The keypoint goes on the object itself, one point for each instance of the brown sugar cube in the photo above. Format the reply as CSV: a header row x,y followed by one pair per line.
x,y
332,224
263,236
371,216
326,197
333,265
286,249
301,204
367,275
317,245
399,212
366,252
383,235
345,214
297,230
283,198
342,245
* * * * * * *
*Exercise objective:* Recast the material above as a two-column CSV with the headers request and answer, one row per item, putting each text and its answer in a single quoted field with line breaks replaced by spaces.

*Solution to this task:*
request,answer
"The keypoint goes on the object itself, one point for each instance of the brown sugar cube in the photo above. Format the reply as CSV: a header row x,y followed by one pair per line.","x,y 332,224 263,236 371,216 326,197 333,265 286,249 301,204 367,275 317,245 399,212 366,252 383,235 345,214 297,230 283,198 342,245"